Exercise brief: Please give all of the data again, character for character, and drop the pictures.

Provided entries:
========================
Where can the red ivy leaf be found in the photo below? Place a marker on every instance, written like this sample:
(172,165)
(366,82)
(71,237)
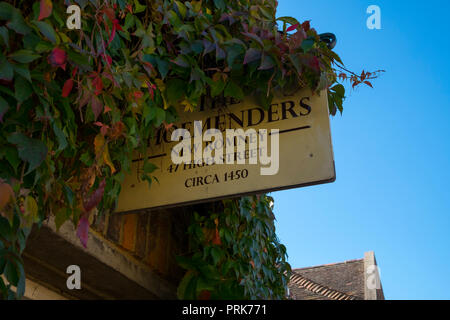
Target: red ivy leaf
(45,9)
(292,28)
(107,58)
(58,58)
(107,109)
(67,88)
(97,106)
(368,83)
(116,26)
(98,84)
(138,94)
(95,198)
(83,230)
(306,25)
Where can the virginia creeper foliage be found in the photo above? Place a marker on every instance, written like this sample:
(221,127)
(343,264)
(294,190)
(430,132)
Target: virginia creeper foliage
(76,104)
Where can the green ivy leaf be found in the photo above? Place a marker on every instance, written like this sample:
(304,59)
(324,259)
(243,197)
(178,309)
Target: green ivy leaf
(24,56)
(23,89)
(47,30)
(234,91)
(6,69)
(30,150)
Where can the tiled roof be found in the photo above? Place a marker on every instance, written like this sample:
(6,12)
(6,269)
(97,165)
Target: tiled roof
========================
Exercise result:
Where can the red ivy leaf be found in the photo below? Place a marker on every instance, written like this sample:
(172,165)
(366,82)
(71,237)
Target: red ivy leaf
(45,9)
(292,28)
(107,58)
(58,58)
(107,109)
(67,88)
(97,106)
(368,83)
(116,26)
(98,84)
(138,94)
(95,198)
(83,230)
(306,25)
Where can the virginia creeper foliage be found in the photo above? Place a marker on every instance, written like this sample:
(221,127)
(343,264)
(294,190)
(430,132)
Target: virginia creeper foliage
(76,104)
Where can the green ivy leaf be found in the photo above? Place a marker on every instance, written like this sample:
(304,59)
(324,259)
(243,197)
(178,309)
Target: green ivy leaf
(24,56)
(23,89)
(47,30)
(234,91)
(6,69)
(30,150)
Where can the tiled roof be found in the photo above? Place a marker on every instance, written like this sample:
(6,12)
(6,269)
(97,165)
Target: tiled roof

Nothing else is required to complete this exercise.